Batılılar varlıklı bir ailede dünyaya gelen, el bebek gül bebek büyüyen çocukları anlatmak için çok hoş bir deyim kullanırlar: "Ağzında altın kaşıkla doğmak".
Urduca'da adı "Biricik" anlamına gelen Benazir Butto da ağzında altın kaşıkla doğdu (Ailesinin arazileri Konya Ovası'ndan büyüktü) ama kesinlikle sütten çıkmış ak kaşık değildi.
Pakistan 1947'de dini, yani İslam'ı referans, hatta kimliğin başlıca öğesi kabul eden, herkesin inancını özgürce yaşayabileceği bir devlet olarak kuruldu. Ama kesinlikle bir din devleti olarak tasarlanmadı. Zaten ne toplumun öyle bir talebi veya beklentisi vardı, ne de uzun İngiliz sömürge yönetiminin etkileri böyle bir oluşuma elveriyordu.

Verilen Malzeme —
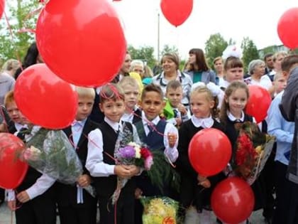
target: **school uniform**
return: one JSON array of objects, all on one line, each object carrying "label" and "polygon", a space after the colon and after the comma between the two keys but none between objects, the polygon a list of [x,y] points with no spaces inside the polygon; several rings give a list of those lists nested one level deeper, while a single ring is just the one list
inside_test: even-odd
[{"label": "school uniform", "polygon": [[[130,178],[121,189],[115,206],[111,205],[111,196],[117,186],[117,176],[114,174],[114,150],[119,132],[131,133],[121,144],[123,146],[129,142],[138,143],[136,127],[123,122],[116,123],[107,117],[99,124],[99,128],[88,135],[88,154],[86,167],[94,177],[94,186],[99,202],[100,224],[134,223],[134,178]],[[118,140],[117,140],[118,139]],[[116,223],[115,223],[116,224]]]},{"label": "school uniform", "polygon": [[[33,127],[34,131],[39,129]],[[21,129],[19,131],[21,132]],[[32,133],[32,132],[31,132]],[[30,135],[15,134],[28,142]],[[56,205],[53,185],[55,180],[47,174],[43,174],[31,166],[28,166],[27,173],[22,183],[13,190],[8,190],[8,201],[16,200],[16,224],[55,224]],[[26,191],[30,200],[21,203],[16,198],[16,195]],[[16,191],[16,192],[15,192]]]},{"label": "school uniform", "polygon": [[[148,121],[144,112],[142,112],[142,120],[135,124],[140,141],[145,144],[151,151],[163,151],[166,157],[174,163],[178,157],[177,149],[177,141],[174,147],[170,148],[167,140],[167,134],[174,133],[178,137],[177,128],[172,124],[160,119],[158,116],[152,121]],[[154,164],[153,165],[154,166]],[[171,166],[168,164],[168,166]],[[175,198],[175,192],[169,186],[170,183],[164,183],[162,192],[153,186],[147,172],[136,176],[137,187],[143,192],[144,196],[170,196]],[[142,223],[143,206],[139,200],[136,201],[135,223]]]},{"label": "school uniform", "polygon": [[211,194],[216,184],[225,178],[223,173],[219,173],[208,177],[211,183],[210,188],[204,188],[198,185],[198,174],[189,162],[188,148],[194,135],[204,128],[215,128],[224,131],[223,126],[211,117],[198,119],[194,115],[183,123],[179,129],[179,157],[177,166],[181,173],[180,202],[183,208],[194,206],[198,211],[202,211],[203,208],[211,209]]},{"label": "school uniform", "polygon": [[294,123],[287,122],[282,117],[278,107],[282,102],[283,92],[272,100],[268,110],[267,121],[268,133],[276,137],[277,150],[275,157],[275,169],[272,171],[275,180],[276,208],[273,213],[272,223],[287,223],[291,211],[291,196],[287,191],[291,183],[286,178],[289,165],[291,144],[294,138]]},{"label": "school uniform", "polygon": [[[238,123],[243,123],[245,122],[253,122],[255,120],[253,117],[249,116],[244,112],[242,112],[242,117],[241,119],[236,119],[229,112],[227,113],[228,117],[226,121],[225,134],[228,137],[232,145],[231,163],[234,164],[236,150],[237,147],[237,138],[238,137],[238,133],[235,127],[235,124]],[[263,208],[265,205],[265,192],[263,178],[259,176],[259,178],[255,181],[250,187],[255,195],[255,207],[253,210],[257,210]]]},{"label": "school uniform", "polygon": [[[89,175],[85,168],[88,134],[98,127],[98,124],[89,119],[74,121],[63,129],[70,141],[83,166],[83,174]],[[61,224],[95,224],[97,199],[78,185],[56,183],[57,202]]]}]

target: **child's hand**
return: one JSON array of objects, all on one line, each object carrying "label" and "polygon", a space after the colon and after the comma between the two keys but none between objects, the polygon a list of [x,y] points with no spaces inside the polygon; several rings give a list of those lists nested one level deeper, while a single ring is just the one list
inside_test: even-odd
[{"label": "child's hand", "polygon": [[199,181],[198,185],[202,185],[205,188],[209,188],[211,186],[211,183],[206,176],[198,174],[197,180]]},{"label": "child's hand", "polygon": [[114,173],[121,178],[131,178],[131,170],[129,166],[116,165]]},{"label": "child's hand", "polygon": [[89,186],[91,183],[91,177],[87,174],[81,175],[77,179],[77,183],[79,183],[81,188],[84,188]]},{"label": "child's hand", "polygon": [[143,191],[139,188],[137,188],[135,191],[135,198],[140,199],[142,197]]},{"label": "child's hand", "polygon": [[187,110],[182,103],[180,103],[178,105],[178,110],[180,112],[182,115],[185,115],[186,114],[187,114]]},{"label": "child's hand", "polygon": [[129,167],[130,167],[129,169],[131,171],[131,176],[133,176],[140,174],[140,167],[136,166],[136,165],[130,165]]},{"label": "child's hand", "polygon": [[7,202],[7,206],[9,208],[10,210],[16,210],[16,200],[9,201]]},{"label": "child's hand", "polygon": [[175,133],[168,133],[167,141],[169,142],[169,146],[170,148],[174,147],[177,141],[177,134]]},{"label": "child's hand", "polygon": [[30,201],[30,197],[26,191],[21,191],[18,193],[16,195],[16,198],[18,198],[18,200],[21,203],[26,203]]}]

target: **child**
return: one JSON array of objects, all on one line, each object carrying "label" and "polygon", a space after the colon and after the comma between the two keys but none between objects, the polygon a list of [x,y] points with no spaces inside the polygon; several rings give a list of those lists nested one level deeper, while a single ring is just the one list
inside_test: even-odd
[{"label": "child", "polygon": [[14,100],[13,91],[9,91],[5,95],[4,106],[11,120],[11,122],[8,124],[9,133],[14,134],[16,132],[20,131],[22,128],[28,128],[27,124],[24,122],[23,114],[16,106]]},{"label": "child", "polygon": [[295,124],[287,121],[282,117],[279,106],[282,102],[283,89],[286,86],[289,73],[297,67],[298,67],[298,55],[287,56],[282,60],[282,73],[277,72],[275,75],[273,82],[276,92],[280,91],[280,93],[272,100],[267,112],[268,133],[274,135],[277,140],[275,157],[276,205],[272,220],[274,224],[287,223],[289,217],[294,216],[290,200],[292,196],[288,193],[291,191],[289,191],[291,188],[291,184],[286,176]]},{"label": "child", "polygon": [[225,80],[221,87],[226,89],[233,81],[243,81],[244,76],[243,63],[235,56],[228,57],[224,62],[224,70]]},{"label": "child", "polygon": [[[151,151],[163,151],[167,160],[171,163],[175,162],[178,157],[178,131],[173,124],[160,119],[159,117],[165,106],[160,87],[153,83],[146,85],[142,92],[140,106],[143,109],[142,120],[136,123],[140,140]],[[157,186],[152,184],[147,174],[143,173],[137,178],[136,197],[141,194],[145,196],[169,196],[171,193],[169,183],[165,183],[162,193]],[[143,206],[138,201],[135,223],[142,223],[142,213]]]},{"label": "child", "polygon": [[186,122],[190,117],[187,109],[181,103],[182,95],[182,86],[180,81],[171,80],[167,83],[165,96],[168,101],[163,114],[167,119],[167,122],[176,127],[181,126],[182,122]]},{"label": "child", "polygon": [[126,76],[119,82],[119,85],[124,91],[126,104],[121,120],[135,124],[142,119],[140,110],[137,107],[140,95],[138,84],[133,78]]},{"label": "child", "polygon": [[277,72],[273,78],[273,86],[275,87],[274,97],[283,91],[287,85],[287,77],[284,75],[282,72]]},{"label": "child", "polygon": [[[32,125],[28,120],[26,122]],[[39,127],[33,126],[32,132],[33,129],[36,131],[35,128]],[[21,129],[15,134],[24,142],[29,141],[31,135],[22,132]],[[7,191],[8,206],[16,213],[16,224],[56,223],[56,204],[52,187],[55,181],[55,178],[28,166],[22,183],[15,191]]]},{"label": "child", "polygon": [[[136,127],[130,123],[121,122],[126,109],[122,90],[114,84],[101,88],[100,110],[104,120],[99,128],[88,134],[88,154],[86,168],[94,177],[94,185],[99,201],[100,224],[134,223],[135,183],[132,178],[140,173],[135,165],[115,165],[115,145],[119,132],[128,127],[129,138],[138,142]],[[115,207],[111,206],[111,198],[117,185],[118,177],[130,178],[121,189]]]},{"label": "child", "polygon": [[[225,127],[225,133],[232,145],[232,161],[235,159],[238,131],[235,124],[245,122],[255,122],[255,119],[244,112],[249,97],[247,85],[241,81],[232,82],[225,91],[221,105],[220,120]],[[251,186],[255,193],[255,210],[260,209],[264,203],[263,189],[257,179]]]},{"label": "child", "polygon": [[[184,223],[198,222],[189,220],[190,211],[202,213],[203,208],[210,209],[211,193],[216,184],[224,178],[222,174],[208,178],[202,176],[192,168],[188,157],[189,142],[197,132],[210,127],[224,130],[224,127],[214,118],[218,112],[216,102],[214,99],[212,92],[206,86],[199,86],[194,89],[190,94],[190,109],[193,115],[179,129],[179,158],[177,164],[181,171],[182,206],[187,208]],[[194,214],[197,215],[198,213],[196,211]],[[205,223],[203,215],[200,216],[200,222]],[[208,216],[210,218],[210,214]]]},{"label": "child", "polygon": [[64,132],[73,142],[75,151],[84,169],[77,186],[57,183],[57,200],[61,224],[96,224],[96,199],[82,188],[91,183],[91,176],[86,169],[88,134],[98,124],[88,118],[94,102],[95,91],[92,88],[76,87],[79,95],[78,107],[72,124]]}]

Yönergeler —
(1) Benazir Butto ve Pakistan hakkındaki metne göre Benazir adı Urduca'da ne anlama gelir?
(2) Lütfen Benazir Butto ve Pakistan hakkındaki metni son cümlesinden sonra devam ettirerek yazın.

Cevaplar —
(1) "Biricik" anlamına gelir.

(2)
Pakistan'ı dini kurallarla yönetilen, şeriat hukukun uygulandığı devlete dönüştürmenin ilk adımlarını Benazir Butto'nun babası, solcu (aslında popülist) Zülfikar Ali Butto attı : 1972'de yoksullukla mücadele vaadiyle iktidara geldi ama uyguladığı politikalarla yoksulluğu daha da artırdı. Ve geniş halk kitlelerinin hoşnutsuzluğunu bastırma önlemi olarak dini kullandı; işe içki yasağıyla basladı.
Ziya Ül-Hak'ın mirası
1977'de Butto'yu deviren General Ziya ÜlHak bu süreci hızlandırdı : Mali sistemi dini vergilere göre değiştirdi. Toplumsal yaşamda şeriat hükümlerinin uygulanması için "Şeri Federal Mahkeme" kurdu. Parlamentonun yerine Şura Meclisi'ni getirdi. Zina ve hırsızlık gibi suçlar için şeriatta öngörülen cezaları uygulattı. Kadınları ikinci sınıf insan konumuna indiren düzenlemeler yaptı. Yüksek öğretimde Arapça'yı ve din eğitimini zorunlu hale getirdi. Televizyonlarda kadın sunucuların başını örttürdü. Radyolarda ve TV'lerde günde beş vakit namaz okuttu. Din adamlarını subay olarak orduya aldı.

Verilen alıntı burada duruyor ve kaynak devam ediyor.